(Referring expression data)
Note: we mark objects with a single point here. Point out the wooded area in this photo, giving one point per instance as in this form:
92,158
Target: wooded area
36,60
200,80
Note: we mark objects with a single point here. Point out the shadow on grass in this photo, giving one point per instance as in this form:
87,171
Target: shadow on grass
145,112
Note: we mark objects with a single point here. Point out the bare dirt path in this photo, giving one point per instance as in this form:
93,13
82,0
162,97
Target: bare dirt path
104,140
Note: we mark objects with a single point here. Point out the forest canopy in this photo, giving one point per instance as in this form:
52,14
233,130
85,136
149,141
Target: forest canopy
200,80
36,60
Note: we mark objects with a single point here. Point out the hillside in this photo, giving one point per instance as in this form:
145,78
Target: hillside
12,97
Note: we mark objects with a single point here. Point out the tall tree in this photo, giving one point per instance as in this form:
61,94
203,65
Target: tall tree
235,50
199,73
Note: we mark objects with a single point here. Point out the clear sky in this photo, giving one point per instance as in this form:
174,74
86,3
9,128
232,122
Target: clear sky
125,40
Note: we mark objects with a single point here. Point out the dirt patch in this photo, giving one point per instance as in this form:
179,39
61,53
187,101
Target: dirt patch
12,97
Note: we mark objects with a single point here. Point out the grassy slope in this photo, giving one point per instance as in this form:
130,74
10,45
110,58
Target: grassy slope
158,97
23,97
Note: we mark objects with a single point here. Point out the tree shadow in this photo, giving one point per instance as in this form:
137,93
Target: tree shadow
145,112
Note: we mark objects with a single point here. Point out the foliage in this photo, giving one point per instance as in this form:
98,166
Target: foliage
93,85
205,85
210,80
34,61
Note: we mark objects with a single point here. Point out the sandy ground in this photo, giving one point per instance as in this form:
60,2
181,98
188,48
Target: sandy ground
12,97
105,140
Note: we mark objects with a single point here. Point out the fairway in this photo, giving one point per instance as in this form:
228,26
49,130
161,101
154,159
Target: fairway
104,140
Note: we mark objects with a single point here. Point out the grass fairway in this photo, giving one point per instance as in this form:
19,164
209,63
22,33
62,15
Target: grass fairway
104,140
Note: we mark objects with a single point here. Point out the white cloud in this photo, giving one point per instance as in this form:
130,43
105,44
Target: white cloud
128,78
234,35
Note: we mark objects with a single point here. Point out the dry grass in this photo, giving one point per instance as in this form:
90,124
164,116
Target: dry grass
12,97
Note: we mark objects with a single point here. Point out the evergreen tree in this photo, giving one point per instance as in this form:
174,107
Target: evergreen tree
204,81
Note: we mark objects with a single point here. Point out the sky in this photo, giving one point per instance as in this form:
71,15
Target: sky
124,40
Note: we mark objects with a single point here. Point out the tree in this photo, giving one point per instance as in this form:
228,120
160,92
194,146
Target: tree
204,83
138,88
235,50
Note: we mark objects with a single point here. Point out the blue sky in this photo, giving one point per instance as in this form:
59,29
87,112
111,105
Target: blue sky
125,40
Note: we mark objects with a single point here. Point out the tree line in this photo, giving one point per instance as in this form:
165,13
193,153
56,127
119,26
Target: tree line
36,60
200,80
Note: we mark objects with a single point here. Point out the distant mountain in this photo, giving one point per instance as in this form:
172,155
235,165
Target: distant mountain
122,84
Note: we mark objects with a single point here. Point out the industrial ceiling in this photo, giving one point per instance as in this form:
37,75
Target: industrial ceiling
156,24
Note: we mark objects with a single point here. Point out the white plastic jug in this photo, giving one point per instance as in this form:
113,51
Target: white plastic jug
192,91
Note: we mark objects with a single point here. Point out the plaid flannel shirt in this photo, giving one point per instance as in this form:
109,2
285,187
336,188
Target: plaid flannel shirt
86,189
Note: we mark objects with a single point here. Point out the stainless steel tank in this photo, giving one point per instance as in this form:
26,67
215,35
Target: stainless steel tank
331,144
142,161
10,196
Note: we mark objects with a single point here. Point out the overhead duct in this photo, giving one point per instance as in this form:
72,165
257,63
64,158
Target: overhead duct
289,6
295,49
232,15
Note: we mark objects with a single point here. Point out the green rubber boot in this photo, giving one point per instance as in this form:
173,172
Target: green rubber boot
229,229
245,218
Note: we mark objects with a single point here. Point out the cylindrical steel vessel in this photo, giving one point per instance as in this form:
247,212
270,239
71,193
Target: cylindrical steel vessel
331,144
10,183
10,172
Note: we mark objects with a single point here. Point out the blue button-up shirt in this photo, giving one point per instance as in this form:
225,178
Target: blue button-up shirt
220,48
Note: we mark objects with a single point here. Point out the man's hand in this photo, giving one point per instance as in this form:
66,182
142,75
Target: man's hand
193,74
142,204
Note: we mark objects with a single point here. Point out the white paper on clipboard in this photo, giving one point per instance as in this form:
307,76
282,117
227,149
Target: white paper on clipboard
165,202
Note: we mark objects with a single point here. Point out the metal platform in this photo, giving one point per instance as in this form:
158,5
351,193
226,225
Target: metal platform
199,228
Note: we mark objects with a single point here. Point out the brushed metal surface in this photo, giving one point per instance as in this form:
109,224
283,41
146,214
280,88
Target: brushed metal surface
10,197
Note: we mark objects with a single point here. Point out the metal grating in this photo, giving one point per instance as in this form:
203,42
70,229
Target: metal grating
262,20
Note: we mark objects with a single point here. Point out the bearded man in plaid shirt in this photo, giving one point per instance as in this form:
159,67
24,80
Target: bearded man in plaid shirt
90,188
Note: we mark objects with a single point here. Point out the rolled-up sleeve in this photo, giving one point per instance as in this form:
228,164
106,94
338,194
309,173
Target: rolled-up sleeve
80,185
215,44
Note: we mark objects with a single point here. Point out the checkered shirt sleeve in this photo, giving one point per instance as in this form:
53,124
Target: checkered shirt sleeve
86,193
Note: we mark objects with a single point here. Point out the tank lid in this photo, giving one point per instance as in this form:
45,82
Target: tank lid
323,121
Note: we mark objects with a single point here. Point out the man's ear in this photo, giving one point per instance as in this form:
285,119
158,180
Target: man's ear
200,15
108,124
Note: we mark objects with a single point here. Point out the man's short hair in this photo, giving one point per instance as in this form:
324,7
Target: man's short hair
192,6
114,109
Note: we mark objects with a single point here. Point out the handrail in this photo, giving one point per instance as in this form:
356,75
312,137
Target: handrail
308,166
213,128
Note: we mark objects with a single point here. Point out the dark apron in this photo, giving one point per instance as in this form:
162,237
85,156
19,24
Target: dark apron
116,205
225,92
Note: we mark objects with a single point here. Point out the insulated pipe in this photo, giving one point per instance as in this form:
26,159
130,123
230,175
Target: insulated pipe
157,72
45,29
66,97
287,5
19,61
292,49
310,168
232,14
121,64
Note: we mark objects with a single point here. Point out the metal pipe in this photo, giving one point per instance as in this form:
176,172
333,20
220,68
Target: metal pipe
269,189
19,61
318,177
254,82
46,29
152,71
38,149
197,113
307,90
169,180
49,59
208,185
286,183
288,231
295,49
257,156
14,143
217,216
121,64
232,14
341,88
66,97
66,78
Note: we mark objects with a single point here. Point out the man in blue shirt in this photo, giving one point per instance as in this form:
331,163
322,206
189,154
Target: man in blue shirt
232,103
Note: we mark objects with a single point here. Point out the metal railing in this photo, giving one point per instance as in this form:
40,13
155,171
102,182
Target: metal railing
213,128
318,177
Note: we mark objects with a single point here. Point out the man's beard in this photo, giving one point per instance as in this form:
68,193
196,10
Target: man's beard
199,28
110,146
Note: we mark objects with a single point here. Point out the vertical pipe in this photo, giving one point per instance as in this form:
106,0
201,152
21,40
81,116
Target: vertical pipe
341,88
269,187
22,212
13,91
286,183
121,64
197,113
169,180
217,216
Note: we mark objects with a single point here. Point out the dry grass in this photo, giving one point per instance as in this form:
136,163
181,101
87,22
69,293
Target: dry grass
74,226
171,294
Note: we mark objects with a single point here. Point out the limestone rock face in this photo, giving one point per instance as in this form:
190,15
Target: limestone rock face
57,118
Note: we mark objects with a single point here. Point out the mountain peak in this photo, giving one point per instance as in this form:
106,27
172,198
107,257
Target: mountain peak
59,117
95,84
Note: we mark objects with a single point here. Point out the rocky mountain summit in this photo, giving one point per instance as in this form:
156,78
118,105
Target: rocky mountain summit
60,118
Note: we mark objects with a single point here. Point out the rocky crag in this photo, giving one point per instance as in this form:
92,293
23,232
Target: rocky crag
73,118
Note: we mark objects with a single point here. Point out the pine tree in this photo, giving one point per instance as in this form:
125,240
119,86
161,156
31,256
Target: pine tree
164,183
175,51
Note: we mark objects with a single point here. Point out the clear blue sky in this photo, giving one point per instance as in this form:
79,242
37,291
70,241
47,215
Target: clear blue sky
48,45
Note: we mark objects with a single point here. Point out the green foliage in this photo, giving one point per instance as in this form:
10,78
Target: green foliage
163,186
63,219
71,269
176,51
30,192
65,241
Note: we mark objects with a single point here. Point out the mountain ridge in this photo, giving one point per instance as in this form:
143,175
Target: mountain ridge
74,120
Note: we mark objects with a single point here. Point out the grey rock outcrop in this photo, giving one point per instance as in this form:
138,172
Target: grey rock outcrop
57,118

==

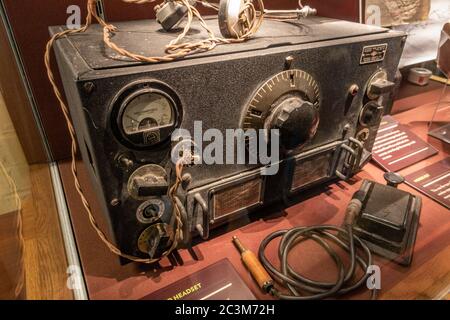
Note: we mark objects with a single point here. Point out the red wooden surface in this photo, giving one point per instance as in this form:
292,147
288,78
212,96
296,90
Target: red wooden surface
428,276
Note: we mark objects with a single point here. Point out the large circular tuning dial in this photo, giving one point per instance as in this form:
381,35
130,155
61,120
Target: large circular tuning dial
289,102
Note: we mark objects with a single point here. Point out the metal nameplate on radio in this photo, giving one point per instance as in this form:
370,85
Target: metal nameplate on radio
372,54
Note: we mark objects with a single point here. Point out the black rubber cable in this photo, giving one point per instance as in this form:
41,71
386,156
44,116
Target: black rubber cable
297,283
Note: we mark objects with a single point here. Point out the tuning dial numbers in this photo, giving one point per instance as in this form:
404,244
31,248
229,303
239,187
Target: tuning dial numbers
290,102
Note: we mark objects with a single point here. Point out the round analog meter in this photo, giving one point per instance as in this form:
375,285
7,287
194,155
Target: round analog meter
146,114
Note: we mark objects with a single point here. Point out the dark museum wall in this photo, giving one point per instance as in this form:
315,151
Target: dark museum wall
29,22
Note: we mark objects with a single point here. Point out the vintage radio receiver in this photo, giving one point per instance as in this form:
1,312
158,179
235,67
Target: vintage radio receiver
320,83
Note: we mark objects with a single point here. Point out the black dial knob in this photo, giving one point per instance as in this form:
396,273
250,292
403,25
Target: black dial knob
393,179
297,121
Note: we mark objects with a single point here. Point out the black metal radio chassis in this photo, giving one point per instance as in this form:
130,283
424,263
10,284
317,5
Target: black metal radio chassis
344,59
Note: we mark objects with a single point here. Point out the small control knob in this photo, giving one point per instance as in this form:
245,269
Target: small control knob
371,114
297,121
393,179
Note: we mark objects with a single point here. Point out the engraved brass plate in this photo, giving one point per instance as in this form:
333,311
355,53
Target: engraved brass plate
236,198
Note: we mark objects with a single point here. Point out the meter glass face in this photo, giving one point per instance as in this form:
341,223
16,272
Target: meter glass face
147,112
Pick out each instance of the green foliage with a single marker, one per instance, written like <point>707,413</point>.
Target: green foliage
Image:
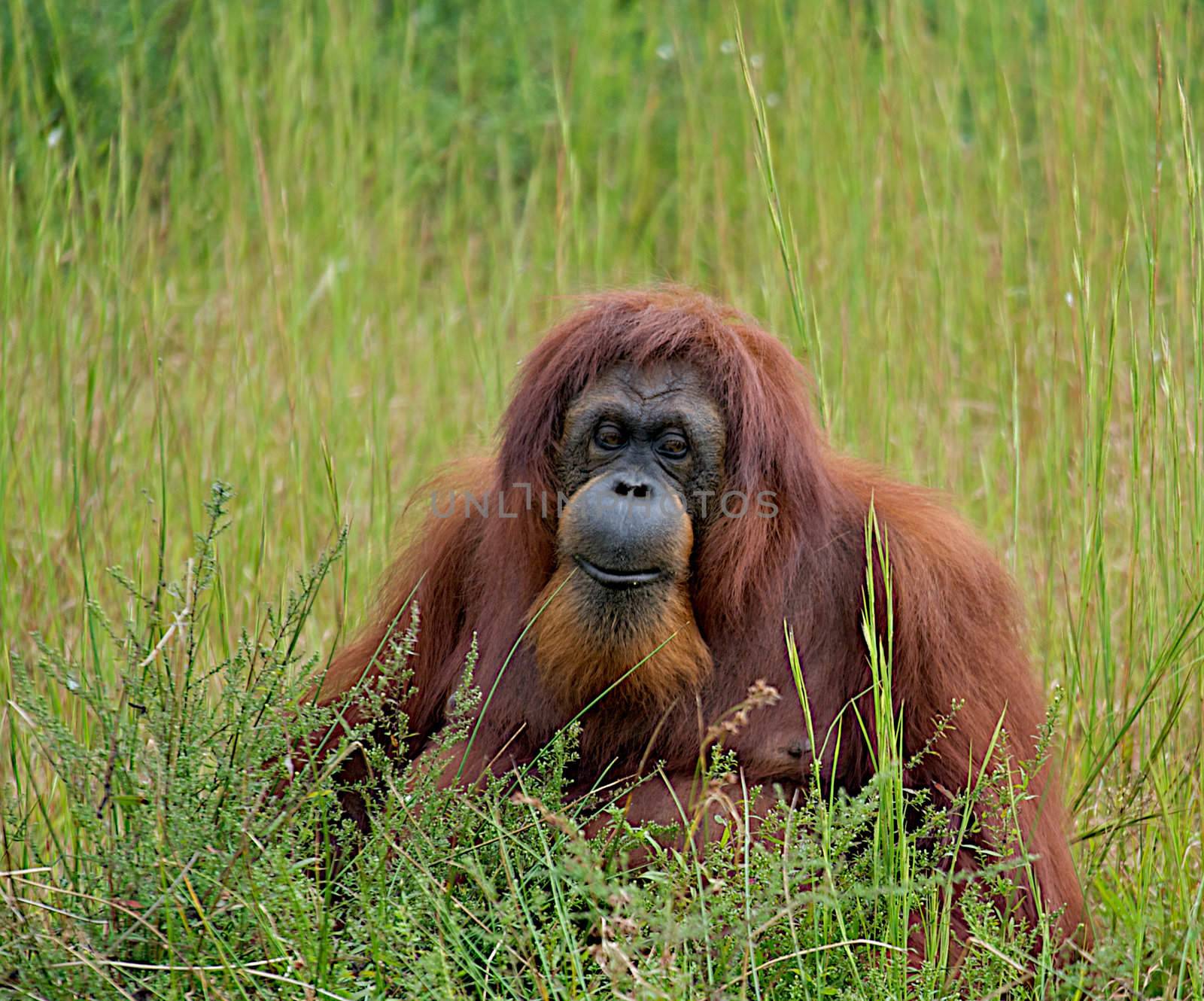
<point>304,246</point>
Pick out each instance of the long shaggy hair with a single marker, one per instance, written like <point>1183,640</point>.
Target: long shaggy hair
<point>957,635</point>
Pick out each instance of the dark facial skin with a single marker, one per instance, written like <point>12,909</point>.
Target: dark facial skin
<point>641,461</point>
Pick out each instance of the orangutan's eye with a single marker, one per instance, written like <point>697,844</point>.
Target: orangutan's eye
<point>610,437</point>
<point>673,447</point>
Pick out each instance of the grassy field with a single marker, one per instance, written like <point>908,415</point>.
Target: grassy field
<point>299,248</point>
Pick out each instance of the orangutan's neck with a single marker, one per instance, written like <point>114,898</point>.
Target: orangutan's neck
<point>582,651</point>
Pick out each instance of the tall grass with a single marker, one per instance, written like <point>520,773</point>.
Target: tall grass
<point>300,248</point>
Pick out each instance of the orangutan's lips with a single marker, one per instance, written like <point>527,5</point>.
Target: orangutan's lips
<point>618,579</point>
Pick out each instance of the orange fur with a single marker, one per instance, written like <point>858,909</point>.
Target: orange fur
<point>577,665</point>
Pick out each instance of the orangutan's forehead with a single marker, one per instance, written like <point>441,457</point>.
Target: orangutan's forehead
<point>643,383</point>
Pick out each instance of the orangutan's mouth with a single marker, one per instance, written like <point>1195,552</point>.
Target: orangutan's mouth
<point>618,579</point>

--

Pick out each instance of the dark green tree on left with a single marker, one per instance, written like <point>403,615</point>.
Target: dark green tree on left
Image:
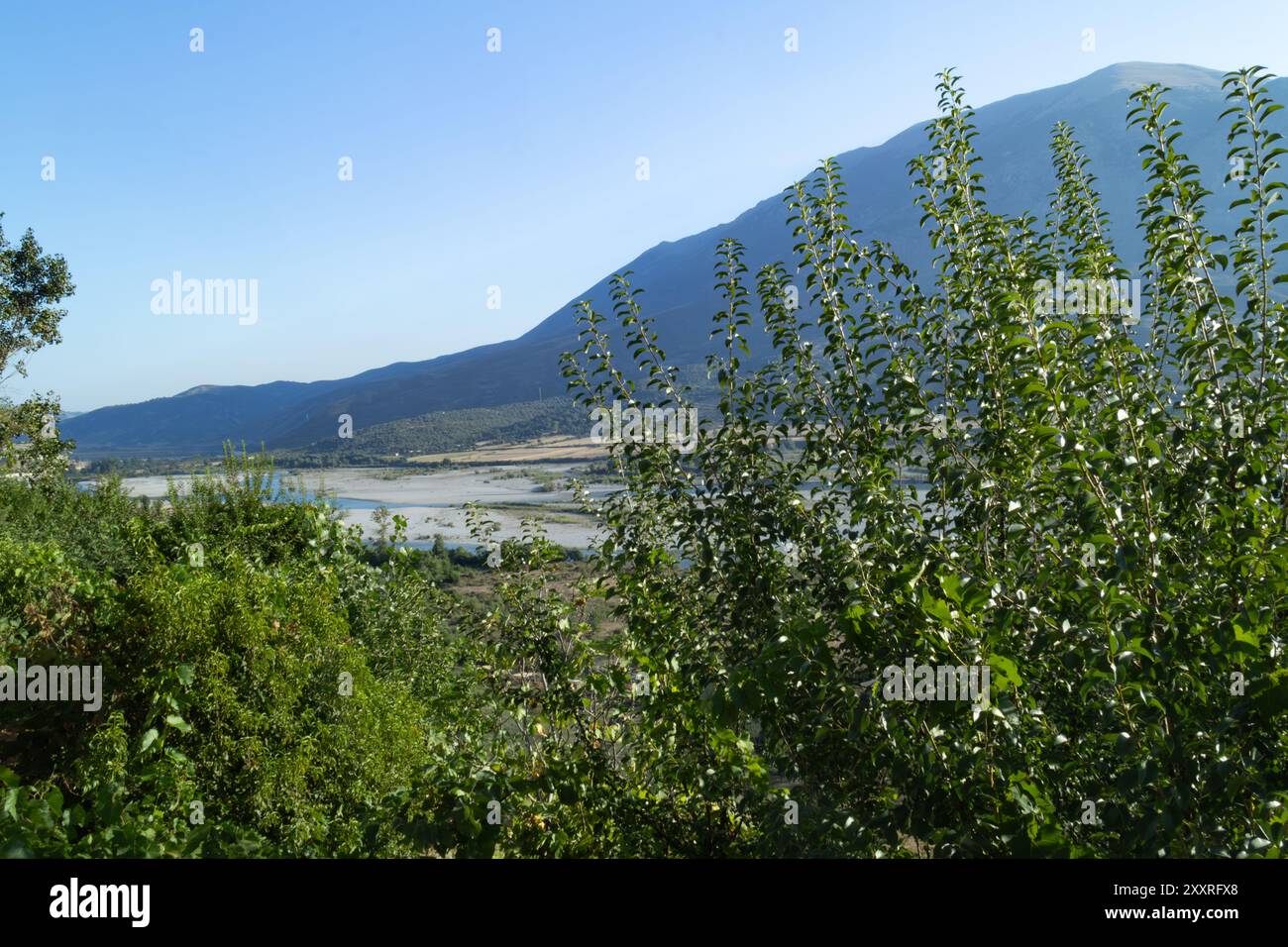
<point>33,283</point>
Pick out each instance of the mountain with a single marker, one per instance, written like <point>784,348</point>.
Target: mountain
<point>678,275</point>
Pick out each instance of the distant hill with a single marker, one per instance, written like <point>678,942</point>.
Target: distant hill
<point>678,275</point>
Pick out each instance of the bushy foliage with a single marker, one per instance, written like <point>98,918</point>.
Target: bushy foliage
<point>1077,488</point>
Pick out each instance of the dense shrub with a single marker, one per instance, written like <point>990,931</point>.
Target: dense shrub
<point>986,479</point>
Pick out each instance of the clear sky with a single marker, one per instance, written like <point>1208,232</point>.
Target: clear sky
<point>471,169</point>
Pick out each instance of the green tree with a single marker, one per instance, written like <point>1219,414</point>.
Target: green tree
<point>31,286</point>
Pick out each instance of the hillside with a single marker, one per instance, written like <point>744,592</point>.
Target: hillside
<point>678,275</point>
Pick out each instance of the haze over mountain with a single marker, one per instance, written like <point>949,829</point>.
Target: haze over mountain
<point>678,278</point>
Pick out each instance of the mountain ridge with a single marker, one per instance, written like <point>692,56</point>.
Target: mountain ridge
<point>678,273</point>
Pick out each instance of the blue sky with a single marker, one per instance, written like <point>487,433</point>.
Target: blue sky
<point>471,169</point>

▶ _Work to complete_:
Tell how many lines of the data above include the string "left", with no other text in the answer.

▶ _Finished exercise_:
2